ASSIGNED TASK: Report every line of the entries below that contains the string "negative", matching case exactly.
------ SUPPLIED RECORDS
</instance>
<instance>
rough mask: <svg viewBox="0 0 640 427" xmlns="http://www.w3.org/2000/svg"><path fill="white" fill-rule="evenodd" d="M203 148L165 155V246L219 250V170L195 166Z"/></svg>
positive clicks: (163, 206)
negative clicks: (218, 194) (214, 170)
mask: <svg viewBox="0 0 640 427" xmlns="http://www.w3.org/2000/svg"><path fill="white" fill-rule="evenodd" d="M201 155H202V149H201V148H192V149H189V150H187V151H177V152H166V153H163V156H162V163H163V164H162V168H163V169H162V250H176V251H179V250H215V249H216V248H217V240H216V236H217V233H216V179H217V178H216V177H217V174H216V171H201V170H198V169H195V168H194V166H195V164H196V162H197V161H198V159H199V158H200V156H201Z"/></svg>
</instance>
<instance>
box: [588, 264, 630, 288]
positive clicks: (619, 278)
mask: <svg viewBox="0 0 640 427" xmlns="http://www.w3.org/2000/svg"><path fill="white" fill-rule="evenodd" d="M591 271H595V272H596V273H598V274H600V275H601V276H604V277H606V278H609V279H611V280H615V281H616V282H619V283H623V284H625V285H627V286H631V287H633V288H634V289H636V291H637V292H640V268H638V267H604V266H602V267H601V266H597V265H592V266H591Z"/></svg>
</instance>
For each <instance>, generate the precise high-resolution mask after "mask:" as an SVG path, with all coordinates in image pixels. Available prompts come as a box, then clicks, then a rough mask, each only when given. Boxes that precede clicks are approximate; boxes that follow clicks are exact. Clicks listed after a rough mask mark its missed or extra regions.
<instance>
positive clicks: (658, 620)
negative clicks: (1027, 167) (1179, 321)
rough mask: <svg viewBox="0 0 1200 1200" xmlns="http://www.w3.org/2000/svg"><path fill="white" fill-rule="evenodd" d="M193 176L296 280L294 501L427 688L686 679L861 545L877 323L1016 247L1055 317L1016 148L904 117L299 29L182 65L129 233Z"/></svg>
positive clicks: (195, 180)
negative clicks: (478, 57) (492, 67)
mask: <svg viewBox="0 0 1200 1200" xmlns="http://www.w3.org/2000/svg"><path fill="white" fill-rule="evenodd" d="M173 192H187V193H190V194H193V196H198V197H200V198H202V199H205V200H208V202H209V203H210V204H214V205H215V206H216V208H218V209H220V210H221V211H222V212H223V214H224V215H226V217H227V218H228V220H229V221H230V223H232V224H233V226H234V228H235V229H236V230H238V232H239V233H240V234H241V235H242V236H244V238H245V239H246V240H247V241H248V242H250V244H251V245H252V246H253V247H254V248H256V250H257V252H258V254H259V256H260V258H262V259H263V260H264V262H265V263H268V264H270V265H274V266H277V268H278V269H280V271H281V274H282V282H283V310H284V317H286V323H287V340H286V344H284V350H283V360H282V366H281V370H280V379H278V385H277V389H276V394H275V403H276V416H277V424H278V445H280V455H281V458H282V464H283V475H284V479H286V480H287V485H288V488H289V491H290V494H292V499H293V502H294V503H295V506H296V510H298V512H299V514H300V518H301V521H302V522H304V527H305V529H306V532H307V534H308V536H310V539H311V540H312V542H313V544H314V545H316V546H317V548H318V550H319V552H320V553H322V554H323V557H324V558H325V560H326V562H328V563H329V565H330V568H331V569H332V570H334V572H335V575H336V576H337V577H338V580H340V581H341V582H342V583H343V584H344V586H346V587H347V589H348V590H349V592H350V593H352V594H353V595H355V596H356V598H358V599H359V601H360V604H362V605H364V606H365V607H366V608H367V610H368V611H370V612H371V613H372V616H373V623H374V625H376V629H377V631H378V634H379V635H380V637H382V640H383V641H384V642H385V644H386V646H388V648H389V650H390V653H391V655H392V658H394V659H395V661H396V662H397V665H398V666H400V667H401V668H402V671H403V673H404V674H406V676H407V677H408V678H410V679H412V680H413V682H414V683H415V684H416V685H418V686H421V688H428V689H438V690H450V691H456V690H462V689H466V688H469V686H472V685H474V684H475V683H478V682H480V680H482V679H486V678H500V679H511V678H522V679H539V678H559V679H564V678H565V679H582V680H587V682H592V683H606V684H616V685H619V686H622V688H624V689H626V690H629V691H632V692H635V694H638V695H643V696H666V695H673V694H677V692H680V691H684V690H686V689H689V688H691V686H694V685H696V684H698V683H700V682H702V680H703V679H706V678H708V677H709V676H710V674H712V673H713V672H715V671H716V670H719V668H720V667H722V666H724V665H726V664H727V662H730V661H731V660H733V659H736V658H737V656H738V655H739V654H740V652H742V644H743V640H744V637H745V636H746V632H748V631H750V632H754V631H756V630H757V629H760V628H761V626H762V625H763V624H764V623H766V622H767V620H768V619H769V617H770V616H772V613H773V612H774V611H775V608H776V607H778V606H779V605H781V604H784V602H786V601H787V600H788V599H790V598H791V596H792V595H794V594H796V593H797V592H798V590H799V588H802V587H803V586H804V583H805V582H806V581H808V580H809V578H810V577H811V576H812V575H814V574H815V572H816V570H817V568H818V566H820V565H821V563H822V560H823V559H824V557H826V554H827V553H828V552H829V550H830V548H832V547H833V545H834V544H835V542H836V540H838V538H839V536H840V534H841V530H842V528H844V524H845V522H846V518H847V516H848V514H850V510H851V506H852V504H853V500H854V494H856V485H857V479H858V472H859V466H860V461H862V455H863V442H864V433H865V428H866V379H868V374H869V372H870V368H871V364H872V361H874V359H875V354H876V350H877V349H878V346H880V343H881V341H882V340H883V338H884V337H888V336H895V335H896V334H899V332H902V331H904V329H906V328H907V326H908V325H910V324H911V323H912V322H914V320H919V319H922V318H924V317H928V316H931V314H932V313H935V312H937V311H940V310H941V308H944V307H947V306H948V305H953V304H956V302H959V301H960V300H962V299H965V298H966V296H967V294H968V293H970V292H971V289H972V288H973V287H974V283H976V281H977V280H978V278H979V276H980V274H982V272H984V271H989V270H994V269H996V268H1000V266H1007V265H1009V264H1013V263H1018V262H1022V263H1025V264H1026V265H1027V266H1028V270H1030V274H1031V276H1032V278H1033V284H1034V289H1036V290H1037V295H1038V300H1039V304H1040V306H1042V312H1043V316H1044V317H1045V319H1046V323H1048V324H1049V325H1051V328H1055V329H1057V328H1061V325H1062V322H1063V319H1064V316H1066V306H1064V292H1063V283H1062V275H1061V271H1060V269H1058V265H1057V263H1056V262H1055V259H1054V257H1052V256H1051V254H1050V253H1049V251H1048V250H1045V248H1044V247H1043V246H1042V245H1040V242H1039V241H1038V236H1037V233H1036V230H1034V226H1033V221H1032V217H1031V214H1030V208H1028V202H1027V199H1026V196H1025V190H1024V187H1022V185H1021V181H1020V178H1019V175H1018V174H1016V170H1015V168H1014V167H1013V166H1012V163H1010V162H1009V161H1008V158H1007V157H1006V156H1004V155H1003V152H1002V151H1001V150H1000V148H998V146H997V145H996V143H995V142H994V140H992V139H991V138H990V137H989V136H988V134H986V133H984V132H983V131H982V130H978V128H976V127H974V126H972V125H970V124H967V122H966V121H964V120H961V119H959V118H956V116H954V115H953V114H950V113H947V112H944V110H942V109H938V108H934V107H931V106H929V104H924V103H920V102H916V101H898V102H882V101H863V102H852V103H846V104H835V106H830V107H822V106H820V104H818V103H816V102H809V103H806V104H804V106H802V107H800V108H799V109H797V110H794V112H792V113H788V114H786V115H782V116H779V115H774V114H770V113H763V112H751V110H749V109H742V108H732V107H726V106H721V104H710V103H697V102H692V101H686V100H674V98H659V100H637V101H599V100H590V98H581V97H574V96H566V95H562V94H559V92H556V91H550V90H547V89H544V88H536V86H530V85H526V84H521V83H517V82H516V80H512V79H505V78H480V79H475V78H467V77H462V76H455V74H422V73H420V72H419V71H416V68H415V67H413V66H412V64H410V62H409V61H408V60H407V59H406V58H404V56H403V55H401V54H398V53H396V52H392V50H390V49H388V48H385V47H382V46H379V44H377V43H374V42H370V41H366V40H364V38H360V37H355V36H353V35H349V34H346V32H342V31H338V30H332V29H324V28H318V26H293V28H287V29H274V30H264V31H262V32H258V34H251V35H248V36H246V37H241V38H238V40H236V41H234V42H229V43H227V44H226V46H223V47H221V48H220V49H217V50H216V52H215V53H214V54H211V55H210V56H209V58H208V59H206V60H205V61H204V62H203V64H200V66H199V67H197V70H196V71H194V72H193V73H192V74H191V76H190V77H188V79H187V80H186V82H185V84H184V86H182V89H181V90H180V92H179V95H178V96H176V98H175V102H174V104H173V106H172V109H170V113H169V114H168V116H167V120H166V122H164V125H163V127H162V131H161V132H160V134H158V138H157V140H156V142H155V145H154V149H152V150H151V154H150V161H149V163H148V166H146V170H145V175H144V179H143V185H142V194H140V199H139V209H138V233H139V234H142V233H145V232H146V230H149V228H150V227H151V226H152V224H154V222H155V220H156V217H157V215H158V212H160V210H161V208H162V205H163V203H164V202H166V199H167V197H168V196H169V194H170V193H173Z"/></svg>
------------
COMPLETED EXERCISE:
negative clicks: (218, 194) (214, 170)
negative clicks: (1027, 167) (1179, 321)
negative clicks: (478, 57) (492, 67)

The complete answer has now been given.